**Set exercise**
Set down the listing below word for word, keeping every line and point as it stands.

**Records shown**
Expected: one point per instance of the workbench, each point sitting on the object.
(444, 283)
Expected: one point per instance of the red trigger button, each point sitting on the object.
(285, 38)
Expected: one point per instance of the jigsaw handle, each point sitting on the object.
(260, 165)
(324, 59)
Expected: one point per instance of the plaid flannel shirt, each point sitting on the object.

**Right answer**
Expected: one point per instance of the workbench, each point sitting on the object.
(444, 283)
Expected: one point per instance of the red trigger button, each point sitting on the object.
(285, 38)
Expected: one point per instance of the jigsaw handle, each point sitting on the object.
(260, 165)
(324, 59)
Expected: one point per instance of the plaid flannel shirt, each point sitting on the object.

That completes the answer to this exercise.